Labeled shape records
## Start
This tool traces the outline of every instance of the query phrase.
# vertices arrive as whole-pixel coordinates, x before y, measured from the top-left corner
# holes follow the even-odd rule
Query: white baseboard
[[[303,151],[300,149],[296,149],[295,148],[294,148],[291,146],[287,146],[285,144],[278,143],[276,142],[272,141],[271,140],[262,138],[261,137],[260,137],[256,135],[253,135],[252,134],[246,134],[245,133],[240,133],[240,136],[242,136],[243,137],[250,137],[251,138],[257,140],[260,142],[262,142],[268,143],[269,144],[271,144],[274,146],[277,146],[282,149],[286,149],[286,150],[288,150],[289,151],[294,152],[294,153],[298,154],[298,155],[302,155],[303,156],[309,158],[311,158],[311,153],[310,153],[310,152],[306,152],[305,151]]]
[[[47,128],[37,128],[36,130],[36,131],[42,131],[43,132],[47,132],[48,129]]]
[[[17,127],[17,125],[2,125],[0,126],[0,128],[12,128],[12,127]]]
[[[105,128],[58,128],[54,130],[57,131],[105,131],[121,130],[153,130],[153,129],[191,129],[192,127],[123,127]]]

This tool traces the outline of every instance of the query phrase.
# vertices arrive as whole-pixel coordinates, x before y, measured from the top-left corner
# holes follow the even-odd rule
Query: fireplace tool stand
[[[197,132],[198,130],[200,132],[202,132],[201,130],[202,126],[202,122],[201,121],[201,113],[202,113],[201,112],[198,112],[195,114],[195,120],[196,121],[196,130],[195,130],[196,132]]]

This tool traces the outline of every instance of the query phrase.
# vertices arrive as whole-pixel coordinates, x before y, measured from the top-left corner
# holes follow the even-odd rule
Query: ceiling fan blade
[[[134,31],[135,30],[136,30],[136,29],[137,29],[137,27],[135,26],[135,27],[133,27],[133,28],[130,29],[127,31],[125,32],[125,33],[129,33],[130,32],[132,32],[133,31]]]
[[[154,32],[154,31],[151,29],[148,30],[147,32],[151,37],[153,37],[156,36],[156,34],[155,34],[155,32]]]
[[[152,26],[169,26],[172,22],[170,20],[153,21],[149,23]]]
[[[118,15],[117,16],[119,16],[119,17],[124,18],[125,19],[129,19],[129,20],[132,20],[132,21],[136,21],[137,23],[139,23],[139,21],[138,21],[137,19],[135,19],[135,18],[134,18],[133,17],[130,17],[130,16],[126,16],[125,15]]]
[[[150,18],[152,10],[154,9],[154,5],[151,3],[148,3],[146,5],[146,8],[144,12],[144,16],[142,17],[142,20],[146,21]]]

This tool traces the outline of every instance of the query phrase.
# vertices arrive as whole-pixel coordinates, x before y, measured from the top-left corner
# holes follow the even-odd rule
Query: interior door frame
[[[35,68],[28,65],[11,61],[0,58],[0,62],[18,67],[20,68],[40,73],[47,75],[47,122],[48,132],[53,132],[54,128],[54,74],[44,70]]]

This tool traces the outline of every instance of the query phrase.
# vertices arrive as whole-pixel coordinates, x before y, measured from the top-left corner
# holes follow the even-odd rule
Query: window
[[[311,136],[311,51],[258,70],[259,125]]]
## End
## Start
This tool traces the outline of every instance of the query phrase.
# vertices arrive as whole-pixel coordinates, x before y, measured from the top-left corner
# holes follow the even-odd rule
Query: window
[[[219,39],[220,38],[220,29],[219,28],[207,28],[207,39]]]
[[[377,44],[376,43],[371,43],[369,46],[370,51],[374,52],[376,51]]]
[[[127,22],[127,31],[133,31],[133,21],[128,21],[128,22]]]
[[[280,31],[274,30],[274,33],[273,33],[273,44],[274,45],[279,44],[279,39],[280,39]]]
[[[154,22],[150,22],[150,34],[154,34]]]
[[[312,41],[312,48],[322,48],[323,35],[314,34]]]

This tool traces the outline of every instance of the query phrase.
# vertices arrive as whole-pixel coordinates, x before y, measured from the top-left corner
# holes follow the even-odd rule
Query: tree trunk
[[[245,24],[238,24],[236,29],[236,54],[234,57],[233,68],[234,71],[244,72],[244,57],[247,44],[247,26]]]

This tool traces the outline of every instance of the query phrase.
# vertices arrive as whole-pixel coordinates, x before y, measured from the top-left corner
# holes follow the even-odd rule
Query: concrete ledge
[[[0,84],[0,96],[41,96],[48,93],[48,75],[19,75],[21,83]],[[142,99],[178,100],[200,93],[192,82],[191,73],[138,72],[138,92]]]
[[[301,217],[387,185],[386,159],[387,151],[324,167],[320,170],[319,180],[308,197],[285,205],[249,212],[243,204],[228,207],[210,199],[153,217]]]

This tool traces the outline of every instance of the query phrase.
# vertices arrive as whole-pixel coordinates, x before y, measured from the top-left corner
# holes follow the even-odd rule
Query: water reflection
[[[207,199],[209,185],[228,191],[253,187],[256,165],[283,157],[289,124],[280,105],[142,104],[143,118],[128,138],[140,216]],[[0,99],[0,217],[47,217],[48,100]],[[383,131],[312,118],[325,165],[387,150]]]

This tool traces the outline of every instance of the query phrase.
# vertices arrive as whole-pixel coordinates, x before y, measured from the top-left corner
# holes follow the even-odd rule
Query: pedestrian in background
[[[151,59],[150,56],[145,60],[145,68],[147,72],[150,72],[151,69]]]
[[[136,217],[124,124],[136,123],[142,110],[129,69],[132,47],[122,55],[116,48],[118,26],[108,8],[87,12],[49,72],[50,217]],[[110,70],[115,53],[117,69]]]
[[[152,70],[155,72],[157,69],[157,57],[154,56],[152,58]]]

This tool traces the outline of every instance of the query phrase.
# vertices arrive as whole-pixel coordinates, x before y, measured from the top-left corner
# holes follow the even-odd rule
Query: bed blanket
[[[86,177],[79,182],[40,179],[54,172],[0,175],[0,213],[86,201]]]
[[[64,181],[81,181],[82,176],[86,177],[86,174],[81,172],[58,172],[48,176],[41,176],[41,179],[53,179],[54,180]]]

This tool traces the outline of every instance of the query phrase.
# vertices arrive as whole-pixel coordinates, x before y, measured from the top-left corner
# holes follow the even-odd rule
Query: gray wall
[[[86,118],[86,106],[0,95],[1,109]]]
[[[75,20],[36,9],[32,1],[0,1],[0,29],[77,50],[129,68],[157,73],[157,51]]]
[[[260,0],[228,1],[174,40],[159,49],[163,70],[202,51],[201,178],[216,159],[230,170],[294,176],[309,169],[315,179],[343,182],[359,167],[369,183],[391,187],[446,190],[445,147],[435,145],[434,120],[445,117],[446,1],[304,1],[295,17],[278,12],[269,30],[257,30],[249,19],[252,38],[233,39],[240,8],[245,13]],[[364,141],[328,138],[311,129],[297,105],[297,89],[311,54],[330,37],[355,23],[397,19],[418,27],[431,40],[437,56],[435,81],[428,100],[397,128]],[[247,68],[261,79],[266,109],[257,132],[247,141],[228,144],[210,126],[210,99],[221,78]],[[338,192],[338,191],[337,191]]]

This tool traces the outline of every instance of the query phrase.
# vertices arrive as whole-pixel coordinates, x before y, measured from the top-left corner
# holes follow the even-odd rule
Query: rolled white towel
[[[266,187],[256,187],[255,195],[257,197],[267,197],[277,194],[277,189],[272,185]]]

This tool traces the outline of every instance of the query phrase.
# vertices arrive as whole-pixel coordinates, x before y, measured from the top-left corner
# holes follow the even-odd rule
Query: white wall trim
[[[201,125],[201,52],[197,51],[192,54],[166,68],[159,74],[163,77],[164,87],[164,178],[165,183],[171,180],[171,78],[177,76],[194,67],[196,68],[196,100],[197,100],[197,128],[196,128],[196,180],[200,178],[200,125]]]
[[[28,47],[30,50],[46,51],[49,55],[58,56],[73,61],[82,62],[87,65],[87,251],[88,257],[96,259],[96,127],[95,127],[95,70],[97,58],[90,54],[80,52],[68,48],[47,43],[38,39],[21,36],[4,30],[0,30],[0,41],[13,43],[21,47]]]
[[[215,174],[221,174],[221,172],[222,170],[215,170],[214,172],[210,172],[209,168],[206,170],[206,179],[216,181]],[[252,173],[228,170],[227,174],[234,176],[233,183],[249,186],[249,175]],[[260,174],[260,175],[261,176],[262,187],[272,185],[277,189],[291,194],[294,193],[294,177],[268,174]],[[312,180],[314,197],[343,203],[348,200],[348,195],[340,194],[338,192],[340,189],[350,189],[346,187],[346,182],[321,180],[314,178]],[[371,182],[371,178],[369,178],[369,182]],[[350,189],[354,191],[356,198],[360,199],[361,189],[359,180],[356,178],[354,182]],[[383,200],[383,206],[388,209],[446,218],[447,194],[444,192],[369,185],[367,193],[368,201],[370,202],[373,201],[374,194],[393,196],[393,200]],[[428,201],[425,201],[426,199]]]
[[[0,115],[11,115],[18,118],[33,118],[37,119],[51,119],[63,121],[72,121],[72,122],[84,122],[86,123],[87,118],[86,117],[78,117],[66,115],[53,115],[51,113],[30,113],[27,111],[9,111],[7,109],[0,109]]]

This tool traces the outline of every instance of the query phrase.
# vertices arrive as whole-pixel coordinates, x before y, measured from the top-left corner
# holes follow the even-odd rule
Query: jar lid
## End
→ **SHORT TASK**
Pull out each line in the entries above that contains the word "white".

→ **WORKED ANSWER**
Query: white baseboard
Query: rolled white towel
Query: white wall trim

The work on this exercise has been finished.